» Problem to work on
In the CAS login debugging notes below, write out the part that opens with the words containing "[ This does" and closes with "(nothing else logged)", substituting "heavy lifting" for "grunt work".

» Text segment
Change 575215 merged by Jbond:
[operations/software/cas-overlay-template@master] themes: don't use externally hosted js/css files

https://gerrit.wikimedia.org/r/575215

I dug into this a little further, but no luck yet. Some further findings:

Opening the login page took ~ 20s from Firefox after a restart of CAS. There's two significant, long gaps (where nothing is logged):

2020-03-09 16:31:21,767 DEBUG [org.springframework.webflow.engine.impl.FlowExecutionImplFactory] - <Creating new execution of 'login'>

[ mysterious 8 seconds gap where nothing gets logged ]

2020-03-09 16:31:29,379 DEBUG [org.springframework.webflow.engine.impl.FlowExecutionImpl] - <Starting in org.springframework.webflow.mvc.servlet.MvcExternalContext@7476eb07 with input null>
2020-03-09 16:31:29,505 DEBUG [org.springframework.security.web.context.SecurityContextPersistenceFilter] - <SecurityContextHolder now cleared, as request processing completed>

[ mysterious 7 seconds gap where nothing gets logged ]

2020-03-09 16:31:36,470 DEBUG [org.springframework.webflow.engine.Flow] - <Creating [FlowVariable@7d7447fc name = 'credential', valueFactory = [BeanFactoryVariableValueFactory@776ff643 type = UsernamePasswordCredential]]>

[ This does the grunt work of the actual request processing with lots of activity, for which the 4 seconds in total seem in line with a Java web application ]

2020-03-09 16:31:40,928 DEBUG [org.springframework.web.servlet.DispatcherServlet] - <Completed 200 OK>
2020-03-09 16:31:40,928 DEBUG [org.springframework.security.web.access.ExceptionTranslationFilter] - <Chain processed normally>

The second delay happens within Spring:

2020-03-10 12:13:53,660 DEBUG [org.springframework.binding.mapping.impl.DefaultMapper] - <Beginning mapping between source [org.springframework.webflow.core.collection.LocalParameterMap] and target [org.apereo.cas.authentication.credential.UsernamePasswordCredential]>

(nothing else logged)

» Supplied information
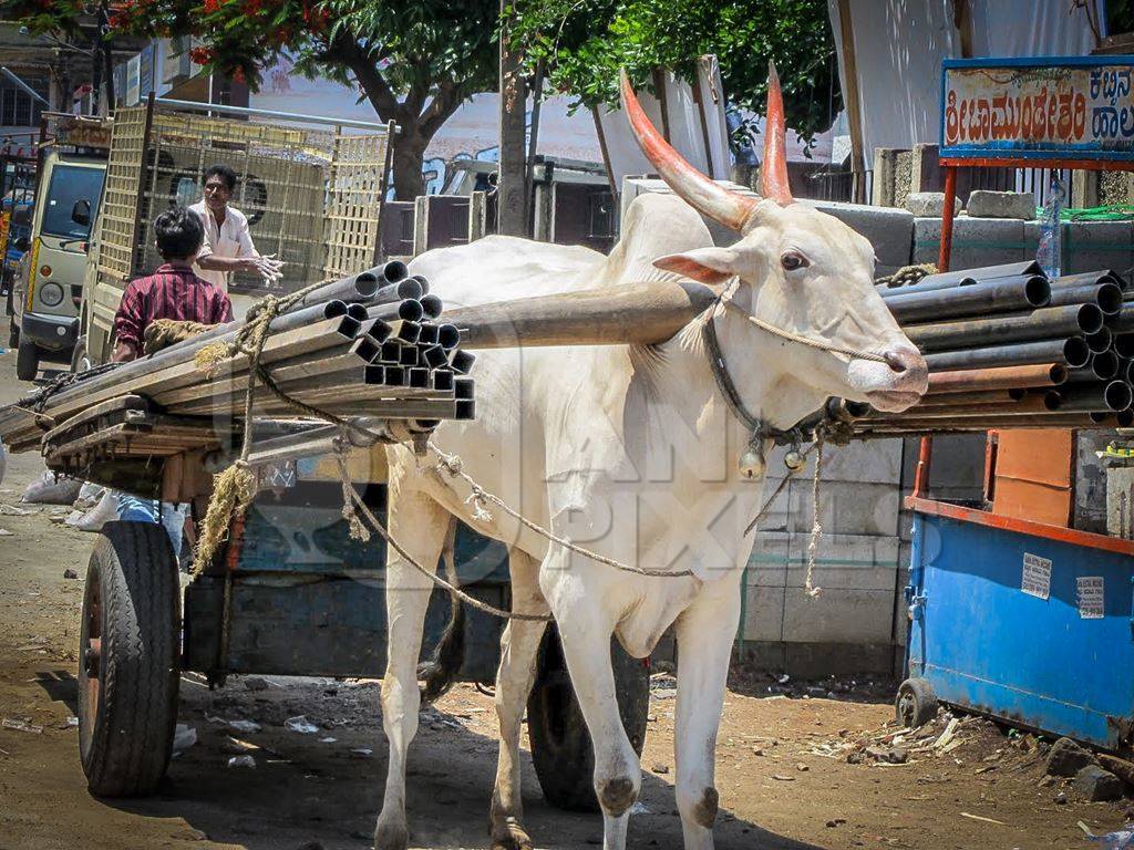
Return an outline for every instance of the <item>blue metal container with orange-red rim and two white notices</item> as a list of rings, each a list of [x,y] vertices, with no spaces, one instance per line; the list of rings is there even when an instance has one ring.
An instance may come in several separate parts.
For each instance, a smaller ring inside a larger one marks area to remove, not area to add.
[[[924,499],[909,505],[911,680],[960,708],[1128,748],[1134,544]]]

» Exercise solution
[ This does the heavy lifting of the actual request processing with lots of activity, for which the 4 seconds in total seem in line with a Java web application ]

2020-03-09 16:31:40,928 DEBUG [org.springframework.web.servlet.DispatcherServlet] - <Completed 200 OK>
2020-03-09 16:31:40,928 DEBUG [org.springframework.security.web.access.ExceptionTranslationFilter] - <Chain processed normally>

The second delay happens within Spring:

2020-03-10 12:13:53,660 DEBUG [org.springframework.binding.mapping.impl.DefaultMapper] - <Beginning mapping between source [org.springframework.webflow.core.collection.LocalParameterMap] and target [org.apereo.cas.authentication.credential.UsernamePasswordCredential]>

(nothing else logged)